═════ SUPPLIED ENTRIES ═════

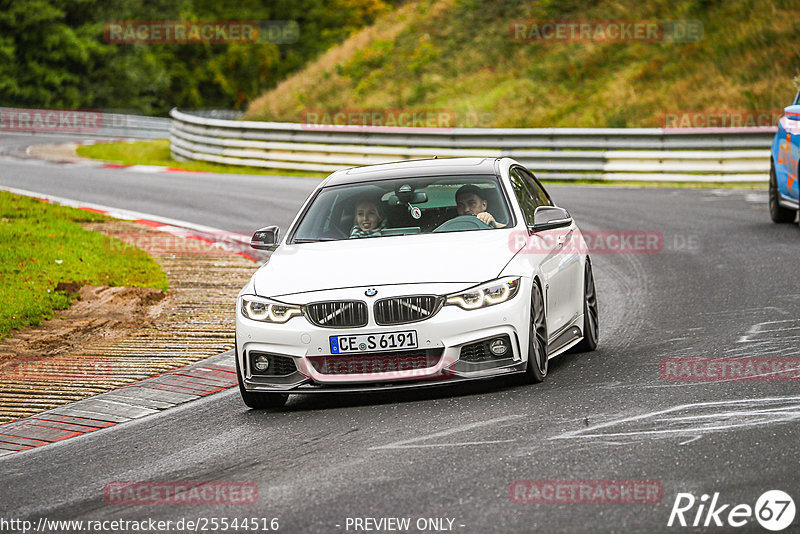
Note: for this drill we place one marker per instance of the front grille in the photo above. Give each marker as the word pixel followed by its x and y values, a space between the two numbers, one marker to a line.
pixel 278 365
pixel 335 314
pixel 399 310
pixel 376 362
pixel 479 352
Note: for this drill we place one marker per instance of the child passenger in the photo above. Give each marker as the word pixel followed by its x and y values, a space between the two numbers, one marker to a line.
pixel 369 220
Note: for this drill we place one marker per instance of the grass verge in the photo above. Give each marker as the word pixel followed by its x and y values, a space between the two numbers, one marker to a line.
pixel 157 153
pixel 44 245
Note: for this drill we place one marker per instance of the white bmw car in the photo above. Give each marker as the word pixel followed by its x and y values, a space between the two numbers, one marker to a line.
pixel 414 274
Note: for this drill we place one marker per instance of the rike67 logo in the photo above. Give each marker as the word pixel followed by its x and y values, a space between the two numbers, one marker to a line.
pixel 774 510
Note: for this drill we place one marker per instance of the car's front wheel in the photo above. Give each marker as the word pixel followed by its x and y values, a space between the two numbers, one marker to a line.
pixel 778 213
pixel 259 401
pixel 537 337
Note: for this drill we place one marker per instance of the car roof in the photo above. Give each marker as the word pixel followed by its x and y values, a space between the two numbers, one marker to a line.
pixel 420 167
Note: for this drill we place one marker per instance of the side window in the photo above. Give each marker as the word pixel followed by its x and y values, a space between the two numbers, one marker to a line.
pixel 526 201
pixel 539 194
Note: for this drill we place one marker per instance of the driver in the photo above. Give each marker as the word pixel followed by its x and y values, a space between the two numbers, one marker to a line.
pixel 471 200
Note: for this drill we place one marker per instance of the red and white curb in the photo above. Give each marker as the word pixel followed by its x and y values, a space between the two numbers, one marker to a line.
pixel 236 243
pixel 87 162
pixel 137 400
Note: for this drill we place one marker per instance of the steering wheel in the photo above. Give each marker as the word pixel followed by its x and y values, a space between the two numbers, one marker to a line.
pixel 461 223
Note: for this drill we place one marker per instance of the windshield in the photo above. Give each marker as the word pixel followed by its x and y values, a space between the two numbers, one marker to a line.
pixel 404 206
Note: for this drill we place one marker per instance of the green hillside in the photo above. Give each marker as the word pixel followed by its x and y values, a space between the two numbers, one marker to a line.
pixel 459 58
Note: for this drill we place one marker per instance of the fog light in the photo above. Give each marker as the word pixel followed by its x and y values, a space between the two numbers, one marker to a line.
pixel 261 362
pixel 498 347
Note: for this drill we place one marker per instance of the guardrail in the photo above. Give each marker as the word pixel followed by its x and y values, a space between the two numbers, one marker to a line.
pixel 648 154
pixel 93 123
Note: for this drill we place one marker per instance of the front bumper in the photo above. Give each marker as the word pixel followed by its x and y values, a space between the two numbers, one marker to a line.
pixel 440 337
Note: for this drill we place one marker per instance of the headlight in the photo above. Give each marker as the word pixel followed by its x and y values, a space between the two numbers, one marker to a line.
pixel 487 294
pixel 269 311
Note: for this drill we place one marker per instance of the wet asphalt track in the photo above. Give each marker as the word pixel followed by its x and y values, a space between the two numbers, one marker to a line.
pixel 725 285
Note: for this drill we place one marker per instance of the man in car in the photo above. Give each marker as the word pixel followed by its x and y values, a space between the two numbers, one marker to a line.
pixel 471 200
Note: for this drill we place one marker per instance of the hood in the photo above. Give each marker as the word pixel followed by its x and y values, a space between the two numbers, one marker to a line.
pixel 467 257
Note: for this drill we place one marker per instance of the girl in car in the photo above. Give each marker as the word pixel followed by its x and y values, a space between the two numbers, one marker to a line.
pixel 369 220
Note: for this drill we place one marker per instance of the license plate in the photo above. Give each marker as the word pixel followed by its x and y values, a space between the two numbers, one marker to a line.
pixel 374 342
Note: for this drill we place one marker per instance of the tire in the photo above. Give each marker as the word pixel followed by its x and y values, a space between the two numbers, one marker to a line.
pixel 537 338
pixel 778 213
pixel 591 323
pixel 259 401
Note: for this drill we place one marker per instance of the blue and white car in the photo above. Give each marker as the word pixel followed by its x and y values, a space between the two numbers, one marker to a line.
pixel 472 273
pixel 783 170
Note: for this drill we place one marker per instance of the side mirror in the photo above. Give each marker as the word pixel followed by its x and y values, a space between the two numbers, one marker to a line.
pixel 550 217
pixel 266 238
pixel 792 112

═════

> WRITTEN INSTRUCTION: Could you format the stretch of records from the line containing "the fog light" through the line containing "pixel 498 347", both included, as a numbered list with blank lines left out?

> COMPLETED EXERCISE:
1. Note: for this drill we place one marker per instance of the fog light in the photo above. Give each marker as the word pixel followed by its x and y values, a space between the two numbers, one marker to a line.
2. pixel 261 362
3. pixel 498 347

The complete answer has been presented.